Reproduce each line of the material that follows, word for word.

================================

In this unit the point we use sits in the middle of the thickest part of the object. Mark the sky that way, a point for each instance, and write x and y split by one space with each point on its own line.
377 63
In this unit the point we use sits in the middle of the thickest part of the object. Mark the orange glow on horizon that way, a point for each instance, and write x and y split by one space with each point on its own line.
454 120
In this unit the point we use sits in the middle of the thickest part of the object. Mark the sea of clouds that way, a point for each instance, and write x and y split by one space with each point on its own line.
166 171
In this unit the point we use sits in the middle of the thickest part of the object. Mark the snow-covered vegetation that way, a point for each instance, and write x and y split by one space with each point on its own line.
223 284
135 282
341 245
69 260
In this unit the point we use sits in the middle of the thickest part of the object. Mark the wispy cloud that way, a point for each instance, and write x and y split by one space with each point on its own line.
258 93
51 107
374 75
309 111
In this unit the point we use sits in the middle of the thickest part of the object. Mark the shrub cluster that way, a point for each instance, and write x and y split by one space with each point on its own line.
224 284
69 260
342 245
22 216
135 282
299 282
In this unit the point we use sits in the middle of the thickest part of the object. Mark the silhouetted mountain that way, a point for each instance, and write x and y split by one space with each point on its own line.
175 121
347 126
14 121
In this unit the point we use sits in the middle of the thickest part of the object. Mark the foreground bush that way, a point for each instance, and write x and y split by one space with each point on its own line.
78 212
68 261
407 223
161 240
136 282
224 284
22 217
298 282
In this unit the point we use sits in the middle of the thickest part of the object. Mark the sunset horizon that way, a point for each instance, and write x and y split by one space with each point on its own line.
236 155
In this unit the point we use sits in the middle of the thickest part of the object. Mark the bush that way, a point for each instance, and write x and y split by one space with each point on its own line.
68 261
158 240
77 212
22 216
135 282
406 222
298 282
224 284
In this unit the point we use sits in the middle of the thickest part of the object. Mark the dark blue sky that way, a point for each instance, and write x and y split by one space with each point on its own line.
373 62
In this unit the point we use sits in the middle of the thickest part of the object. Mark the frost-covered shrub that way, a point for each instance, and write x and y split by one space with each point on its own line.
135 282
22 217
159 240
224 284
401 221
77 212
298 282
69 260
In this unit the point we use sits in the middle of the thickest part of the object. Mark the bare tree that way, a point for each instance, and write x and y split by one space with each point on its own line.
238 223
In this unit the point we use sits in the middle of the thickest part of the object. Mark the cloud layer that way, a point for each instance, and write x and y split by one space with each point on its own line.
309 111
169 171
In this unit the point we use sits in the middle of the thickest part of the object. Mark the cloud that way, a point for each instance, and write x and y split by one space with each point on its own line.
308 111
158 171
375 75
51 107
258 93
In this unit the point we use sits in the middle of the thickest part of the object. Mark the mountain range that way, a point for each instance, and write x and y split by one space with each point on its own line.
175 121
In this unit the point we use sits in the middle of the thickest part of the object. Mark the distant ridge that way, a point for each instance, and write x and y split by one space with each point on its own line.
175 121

================================

**TASK ANSWER:**
In this unit the point we use sits in the middle of the thickest part of the object. Mark the sky that way, a point for each instance, and write x and y split by one space with each point on its own line.
377 63
In this unit the point we use sits in the middle of the thickest part of the object. Mark the orange glow on horizon that way, a point for each instance, and write x and y split by one space with each point on its own line.
454 120
In this unit the point we use sits in the middle of the thickest part of the object. Mark the sea of clouds that way, a point for each instance, and write x and y split by one space with each point on its own line.
166 171
In this unit the point we use sits in the middle of the thickest part of the object. Mark the snow-covered vegetation that way, a point for each instance, and write x and y split by one space with each point on its own line.
223 284
135 282
341 245
69 260
In this unit the point we use sits in the middle of the thickest part of the object. Mark the wispy cloud that way, a point for each instance, and write x and y split by one space with each point on its own line.
258 93
51 107
374 75
309 111
In this unit the point we use sits in the middle of the thickest part of the object. Mark the shrub cluster that way, a point for each instance, and write x and y split by one space with each point on its own line.
224 284
69 260
342 245
22 216
135 282
299 282
In this unit the point we use sits in the middle of the thickest part of the object. Mark the silhouetted mountain that way, a point for each instance, and write x and y split by one space with each point on its own line.
175 121
347 126
14 121
In this unit the point we use sits in the middle of the thickest part of the object. Mark the foreground bush that way, a point for each instance, and write x and y split by one space with each point on its own line.
78 212
68 261
407 223
161 240
136 282
224 284
22 217
298 282
In this unit the point we use sits in the middle of the thickest part of the object. Mark the sunset horizon that way, a point for each instance, and write x and y split by one space with each point on its own line.
236 155
In this unit the point we use sits in the middle of the thickest part of the object. Mark the bush that way, a point for each instance, and write x and y split by one space with each point on its own line.
68 261
158 240
77 212
22 216
135 282
406 222
298 282
224 284
In this unit the point we use sits in the middle of the thickest part of the object. Mark the dark blue sky that way, a point for each instance, and write x and y split by one space with each point on its own line.
373 62
In this unit the point we use sits in the middle of the thickest part of the object. Mark the frost-covered shrub that way, a point for each instance, and write x and y split by one space with each point on its own line.
135 282
22 217
159 240
224 284
401 221
77 212
298 282
69 260
In this unit the point we use sits in the middle of the thickest part of the object. Mark the bare tree that way, a point for each instance, and write x and y split by one space with each point on its own line.
238 223
In this unit the point we use sits in the middle of the thickest part of the object. Mark the cloud layer that way, a point for each instance, and write x and y split by one space with each point on its own line.
309 111
169 171
In this unit the point we use sits in the middle of the thickest part of the object. Mark the cloud that way, a point for each instance, and write x and y split by one space with each point on its own line.
308 111
158 171
375 75
51 107
258 93
In this unit the point we use sits in the middle of the thickest part of the object. Mark the mountain range that way, a point for each instance, and write x and y split by one space with each point on its own line.
175 121
In this unit the point we use sits in the middle of the thickest part of the object. Mark the distant ridge that way, a point for each instance, and write x and y split by one space with each point on its own line.
175 121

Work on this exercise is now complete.